07 Julho 2011
A intransigência do prelado irlandês com relação ao escândalo de pedofilia estaria na origem da exclusão entre os relatores do simpósio de fevereiro em Roma.
A reportagem é de Giacomo Galeazzi, publicada no sítio Vatican Insider, 07-07-2011. A tradução é de Moisés Sbardelotto.
Muito radical nos métodos utilizados na luta contra os abusos sexuais do clero. O arcebispo de Dublin e primaz da Irlanda, Diarmuid Martin não foi convidado para o encontro dedicado ao estudo e análise dos padres pedófilos que será realizado em fevereiro no Vaticano. Dom Martin é um bispo não muito amado por todos os dicastérios da Cúria Romana, por um excesso de intransigência e de visibilidade pública sobre os escândalos sexuais.
Uma abordagem que a muitos pareceu ser de marca justicialista e não adequadamente respeitosa das garantias dos acusados. O arcebispo de Dublin não figura na lista dos relatores convidados pela Santa Sé para a conferência de fevereiro sobre os abusos sexuais do clero.
No episcopado europeu, Dom Martin foi um dos principais defensores da "linha dura", recentemente reiterada em uma entrevista ao New York Times, na qual criticou a "lentidão" com a qual o Vaticano levou adiante a visita apostólica à Igreja da Irlanda a fim de avaliar quais medidas a serem adotadas para resolver o problema da pedofilia no clero.
Foi a colunista Maureen Dowd que divulgou uma conversa ocorrida entre ela e Martin, na qual o prelado, mostrando sua própria insatisfação com a forma como a Santa Sé geriu até hoje o problema "muito sensível" da pedofilia, ofereceu a possibilidade de dizer a sua opinião a respeito: "Martin, sempre ao lado das vítimas, é um `intruso` na hierarquia" em que se destacam negativamente os nomes do cardeal Bernard Law, ex-arcebispo de Boston, que, depois da deflagração do problema da pedofilia na diocese, se transferiu para Roma para se tornar arcipreste da Basílica de Santa Maria Maior, e de Angelo Sodano, ex-secretário de Estado vaticano "que defendeu o notório pedófilo e pai de vários filhos Marcial Maciel Degollado", fundador dos Legionários de Cristo.
É difícil dizer se Martin se sente descrito por essas palavras. O que é certo é que, como escreveu o National Catholic Reporter, Dowd "encontrou em Martin o seu cavaleiro na hierarquia católica". E o que é certo é que, com relação ao problema da pedofilia no clero, Martin, que na Cúria Romana prestou o seu longo serviço de 1986 a 2001 como subsecretário e depois secretário do "Justiça e Paz", esteve no ano passado entre os primeiros a assumir com força a linha de maior rigor desejada pelo Papa Bento XVI. Uma linha que aproximou muito Joseph Ratzinger a Martin, um dos bispos europeus com o qual o pontífice tem hoje a maior confiança.

(DADOS)
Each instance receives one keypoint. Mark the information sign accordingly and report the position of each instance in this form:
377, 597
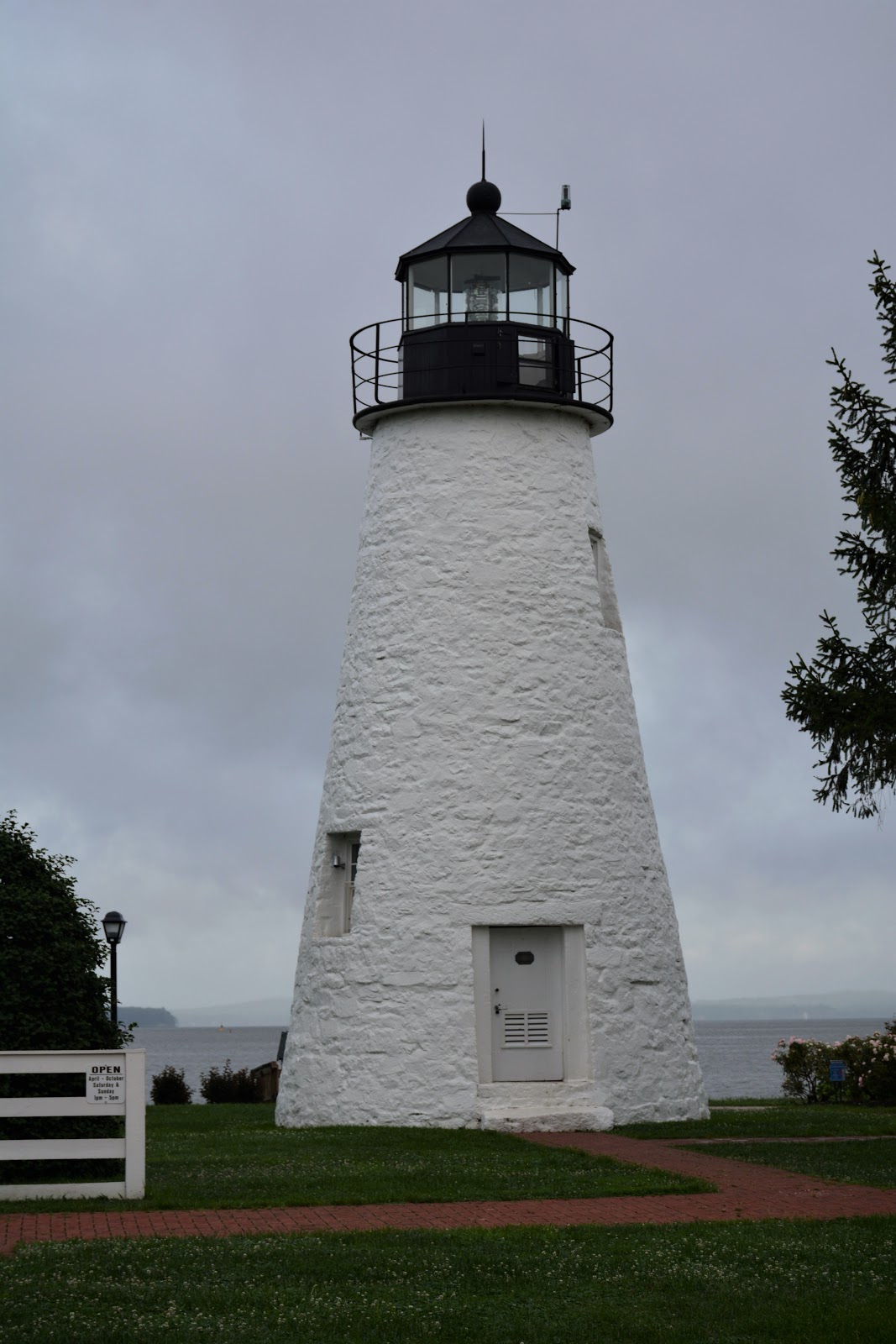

(TAREFAS)
• A. Liste todos os veículos de imprensa citados na reportagem sobre Diarmuid Martin.
• B. Responda, com base na reportagem sobre Diarmuid Martin:
(i) Em que mês será realizado no Vaticano o encontro sobre os padres pedófilos?
(ii) Em que período Martin prestou serviço na Cúria Romana?
(iii) Que cargo Bernard Law passou a ocupar ao se transferir para Roma?

(RESPOSTAS)
• A.
Vatican Insider
New York Times
National Catholic Reporter

• B.
(i) Em fevereiro.
(ii) De 1986 a 2001.
(iii) O de arcipreste da Basílica de Santa Maria Maior.